• _PROBLEM TO WORK ON_: Nothing before the line containing "Thank you for the photo. Please point out the white flower" belongs in the answer; quote that line and all lines after it through the end of the material, word for word.

[Dataset entries]
▼

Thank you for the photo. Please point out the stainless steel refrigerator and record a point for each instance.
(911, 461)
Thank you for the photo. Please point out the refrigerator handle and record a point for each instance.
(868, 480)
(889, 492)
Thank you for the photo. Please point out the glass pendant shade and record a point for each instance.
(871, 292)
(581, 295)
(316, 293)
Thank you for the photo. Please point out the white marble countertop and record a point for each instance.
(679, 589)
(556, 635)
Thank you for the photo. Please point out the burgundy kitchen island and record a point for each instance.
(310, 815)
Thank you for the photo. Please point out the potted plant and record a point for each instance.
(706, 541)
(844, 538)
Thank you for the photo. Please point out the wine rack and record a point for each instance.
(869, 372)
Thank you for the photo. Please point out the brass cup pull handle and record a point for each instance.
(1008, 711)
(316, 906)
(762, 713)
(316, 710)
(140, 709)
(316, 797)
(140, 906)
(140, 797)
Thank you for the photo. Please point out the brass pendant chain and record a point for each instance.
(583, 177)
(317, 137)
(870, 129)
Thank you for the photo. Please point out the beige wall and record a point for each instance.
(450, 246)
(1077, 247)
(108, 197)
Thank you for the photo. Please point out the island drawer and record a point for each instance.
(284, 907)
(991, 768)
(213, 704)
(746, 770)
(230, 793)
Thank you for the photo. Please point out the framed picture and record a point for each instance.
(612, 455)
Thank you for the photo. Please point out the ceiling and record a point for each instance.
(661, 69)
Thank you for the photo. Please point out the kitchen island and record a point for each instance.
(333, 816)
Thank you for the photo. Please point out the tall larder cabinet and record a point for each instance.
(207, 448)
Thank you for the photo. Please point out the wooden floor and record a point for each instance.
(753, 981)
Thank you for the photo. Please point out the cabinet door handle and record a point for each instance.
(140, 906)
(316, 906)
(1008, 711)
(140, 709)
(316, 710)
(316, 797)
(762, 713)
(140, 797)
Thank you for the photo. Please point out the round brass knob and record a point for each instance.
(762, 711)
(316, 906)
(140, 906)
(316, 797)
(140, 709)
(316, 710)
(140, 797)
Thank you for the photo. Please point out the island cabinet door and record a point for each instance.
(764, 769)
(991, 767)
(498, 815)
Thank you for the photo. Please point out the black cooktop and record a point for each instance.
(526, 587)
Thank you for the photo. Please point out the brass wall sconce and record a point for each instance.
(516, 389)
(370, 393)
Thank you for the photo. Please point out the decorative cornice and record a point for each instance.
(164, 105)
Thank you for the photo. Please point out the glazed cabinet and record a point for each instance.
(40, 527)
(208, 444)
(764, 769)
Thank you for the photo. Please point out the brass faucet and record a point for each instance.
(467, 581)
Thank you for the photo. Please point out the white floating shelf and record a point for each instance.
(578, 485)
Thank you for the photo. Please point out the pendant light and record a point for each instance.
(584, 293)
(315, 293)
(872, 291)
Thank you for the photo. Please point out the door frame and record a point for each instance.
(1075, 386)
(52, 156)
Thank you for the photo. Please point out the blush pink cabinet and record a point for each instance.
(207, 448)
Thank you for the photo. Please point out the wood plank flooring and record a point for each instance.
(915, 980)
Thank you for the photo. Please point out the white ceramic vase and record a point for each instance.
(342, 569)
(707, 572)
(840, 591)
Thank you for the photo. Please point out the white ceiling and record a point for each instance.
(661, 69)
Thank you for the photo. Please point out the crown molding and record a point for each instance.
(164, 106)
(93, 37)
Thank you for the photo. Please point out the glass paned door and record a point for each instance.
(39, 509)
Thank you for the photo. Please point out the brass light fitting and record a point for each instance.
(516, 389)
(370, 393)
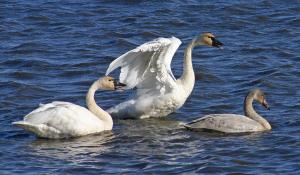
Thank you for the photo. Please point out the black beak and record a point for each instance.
(265, 104)
(216, 43)
(119, 86)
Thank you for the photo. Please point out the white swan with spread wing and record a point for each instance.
(233, 123)
(148, 68)
(64, 119)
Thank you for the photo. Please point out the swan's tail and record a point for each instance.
(41, 130)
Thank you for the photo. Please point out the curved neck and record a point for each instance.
(95, 109)
(188, 76)
(251, 113)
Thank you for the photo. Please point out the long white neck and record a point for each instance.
(95, 109)
(251, 113)
(187, 79)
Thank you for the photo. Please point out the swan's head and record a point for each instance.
(208, 39)
(259, 96)
(109, 83)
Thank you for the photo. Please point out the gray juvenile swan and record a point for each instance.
(233, 123)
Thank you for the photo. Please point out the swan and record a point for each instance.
(148, 68)
(233, 123)
(63, 119)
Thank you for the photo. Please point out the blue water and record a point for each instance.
(54, 50)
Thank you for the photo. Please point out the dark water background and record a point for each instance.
(54, 50)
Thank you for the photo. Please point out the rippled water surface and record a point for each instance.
(54, 50)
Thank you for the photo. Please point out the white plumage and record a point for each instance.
(61, 120)
(148, 68)
(64, 119)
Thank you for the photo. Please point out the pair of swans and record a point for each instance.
(148, 68)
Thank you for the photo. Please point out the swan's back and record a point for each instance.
(61, 119)
(227, 123)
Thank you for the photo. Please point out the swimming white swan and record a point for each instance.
(233, 123)
(64, 119)
(148, 67)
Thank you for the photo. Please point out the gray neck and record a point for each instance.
(95, 109)
(188, 77)
(251, 113)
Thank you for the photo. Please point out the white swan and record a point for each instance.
(148, 67)
(233, 123)
(64, 119)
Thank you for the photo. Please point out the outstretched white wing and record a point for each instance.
(148, 67)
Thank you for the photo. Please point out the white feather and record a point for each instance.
(60, 120)
(148, 67)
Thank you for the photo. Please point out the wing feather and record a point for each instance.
(148, 67)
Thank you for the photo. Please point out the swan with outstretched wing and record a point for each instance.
(148, 68)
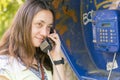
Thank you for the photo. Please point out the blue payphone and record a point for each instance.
(106, 24)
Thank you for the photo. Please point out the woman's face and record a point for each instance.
(41, 25)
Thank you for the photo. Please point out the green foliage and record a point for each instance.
(8, 9)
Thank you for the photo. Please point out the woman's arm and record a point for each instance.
(3, 77)
(56, 55)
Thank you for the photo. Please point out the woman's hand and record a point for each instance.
(3, 77)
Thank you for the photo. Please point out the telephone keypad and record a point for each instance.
(107, 36)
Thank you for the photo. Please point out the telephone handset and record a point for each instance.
(47, 44)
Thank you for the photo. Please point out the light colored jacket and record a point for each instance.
(14, 70)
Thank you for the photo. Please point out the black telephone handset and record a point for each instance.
(47, 44)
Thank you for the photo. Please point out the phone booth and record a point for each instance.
(89, 34)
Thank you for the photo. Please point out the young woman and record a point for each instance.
(20, 55)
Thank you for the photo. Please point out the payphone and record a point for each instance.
(105, 26)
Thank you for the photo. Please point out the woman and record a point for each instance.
(20, 55)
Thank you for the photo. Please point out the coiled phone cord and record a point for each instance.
(54, 65)
(112, 66)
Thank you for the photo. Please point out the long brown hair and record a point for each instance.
(17, 39)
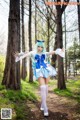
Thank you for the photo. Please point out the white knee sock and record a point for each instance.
(43, 97)
(46, 90)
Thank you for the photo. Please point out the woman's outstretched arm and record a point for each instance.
(20, 56)
(58, 51)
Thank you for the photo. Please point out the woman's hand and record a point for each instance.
(16, 54)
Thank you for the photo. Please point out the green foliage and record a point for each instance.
(74, 51)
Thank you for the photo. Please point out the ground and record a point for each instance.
(60, 108)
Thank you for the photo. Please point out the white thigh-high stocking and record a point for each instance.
(43, 98)
(46, 90)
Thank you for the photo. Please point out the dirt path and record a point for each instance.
(60, 108)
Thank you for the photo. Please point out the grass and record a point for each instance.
(18, 100)
(72, 90)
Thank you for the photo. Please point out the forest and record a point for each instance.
(22, 22)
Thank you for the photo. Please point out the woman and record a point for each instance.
(42, 69)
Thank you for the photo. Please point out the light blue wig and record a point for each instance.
(41, 44)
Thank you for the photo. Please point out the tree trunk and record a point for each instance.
(61, 81)
(48, 26)
(30, 42)
(65, 49)
(24, 71)
(11, 78)
(78, 6)
(35, 22)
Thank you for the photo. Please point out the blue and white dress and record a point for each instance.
(41, 66)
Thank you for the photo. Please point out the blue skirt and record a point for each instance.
(49, 71)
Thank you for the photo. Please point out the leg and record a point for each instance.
(43, 95)
(46, 82)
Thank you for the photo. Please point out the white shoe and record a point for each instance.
(41, 109)
(46, 114)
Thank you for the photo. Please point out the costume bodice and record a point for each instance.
(40, 61)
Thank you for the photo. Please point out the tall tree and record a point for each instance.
(60, 9)
(24, 71)
(78, 6)
(11, 78)
(30, 41)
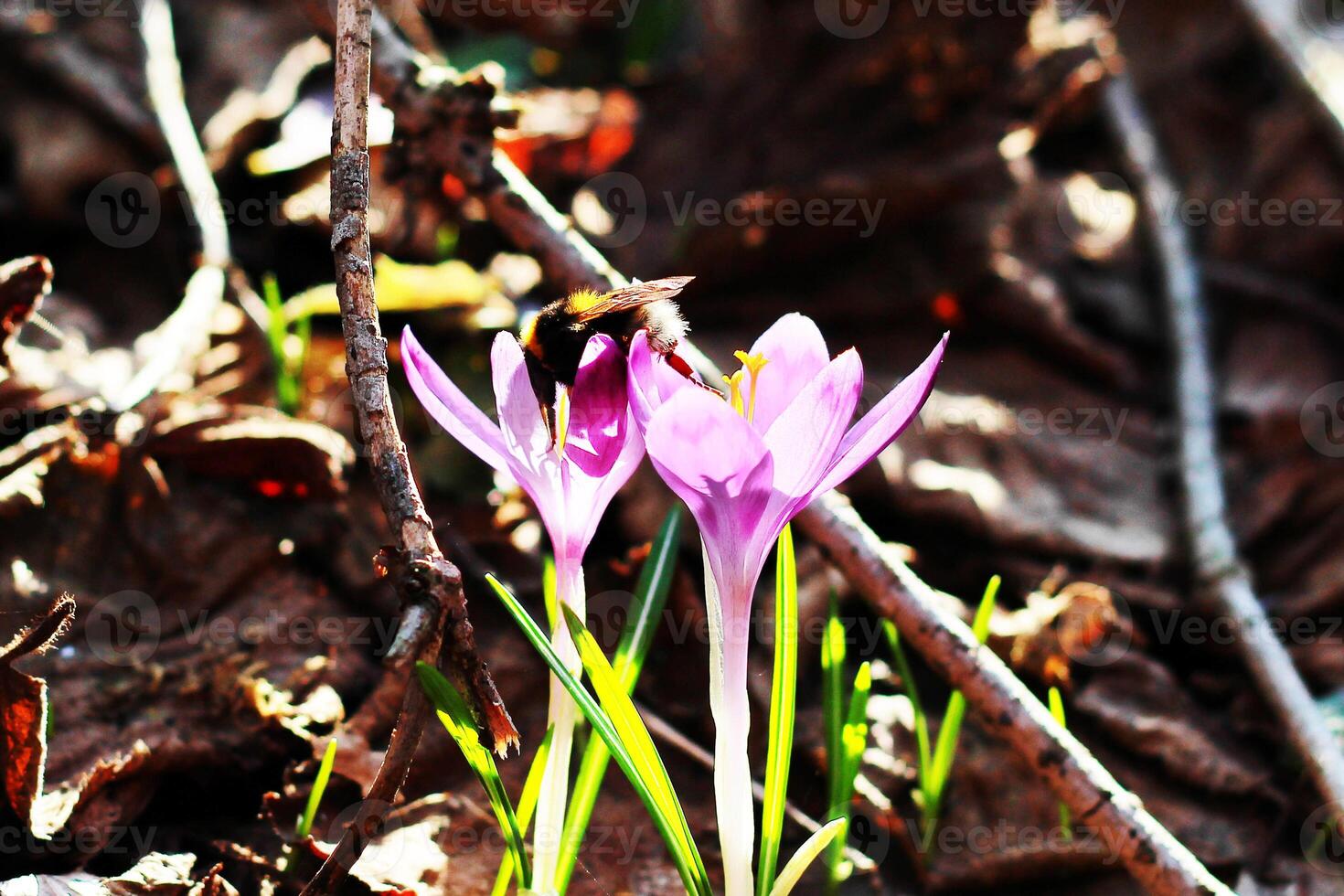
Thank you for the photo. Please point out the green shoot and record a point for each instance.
(844, 769)
(643, 769)
(935, 763)
(288, 349)
(646, 604)
(783, 699)
(315, 795)
(459, 721)
(526, 806)
(1057, 709)
(828, 835)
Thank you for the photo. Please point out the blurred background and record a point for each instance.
(895, 169)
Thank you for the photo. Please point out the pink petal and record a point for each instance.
(449, 406)
(588, 497)
(597, 427)
(883, 423)
(652, 380)
(797, 354)
(804, 438)
(515, 402)
(720, 468)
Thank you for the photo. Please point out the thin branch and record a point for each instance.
(1156, 859)
(1217, 566)
(429, 586)
(1004, 704)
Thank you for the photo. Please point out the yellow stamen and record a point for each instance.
(562, 421)
(735, 392)
(754, 363)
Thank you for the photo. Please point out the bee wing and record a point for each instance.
(632, 295)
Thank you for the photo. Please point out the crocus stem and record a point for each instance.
(729, 617)
(562, 716)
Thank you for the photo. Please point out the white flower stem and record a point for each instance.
(731, 724)
(562, 716)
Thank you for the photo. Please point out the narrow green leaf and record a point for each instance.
(949, 732)
(688, 865)
(907, 681)
(526, 806)
(1057, 709)
(806, 853)
(783, 703)
(854, 739)
(315, 795)
(631, 729)
(832, 700)
(646, 604)
(457, 719)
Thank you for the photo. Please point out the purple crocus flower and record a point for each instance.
(745, 468)
(571, 480)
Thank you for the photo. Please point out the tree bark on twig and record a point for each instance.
(429, 586)
(1218, 570)
(1156, 859)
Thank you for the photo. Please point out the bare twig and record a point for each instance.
(1156, 859)
(1004, 704)
(429, 586)
(1218, 570)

▲

• _ANSWER TO THE TASK_:
Thank you for the photo. Please point out the white flower stem and record a point for each instance.
(731, 724)
(562, 716)
Thank you for the photo. Please point out the narrow green leaf and record a point for each instance.
(949, 732)
(688, 865)
(907, 681)
(526, 806)
(1057, 709)
(806, 853)
(783, 703)
(854, 739)
(315, 795)
(631, 729)
(832, 700)
(646, 604)
(457, 719)
Thank you for the photo. Please point out the purple crocus flower and record a point for each instance.
(745, 468)
(571, 480)
Thank you for the photo. Please point out the tree bark on twig and record a point for each instance.
(429, 586)
(1218, 570)
(1156, 859)
Thank you for the photo. Please point out the bare twig and record a point for each instance.
(1156, 859)
(1004, 704)
(429, 586)
(1218, 570)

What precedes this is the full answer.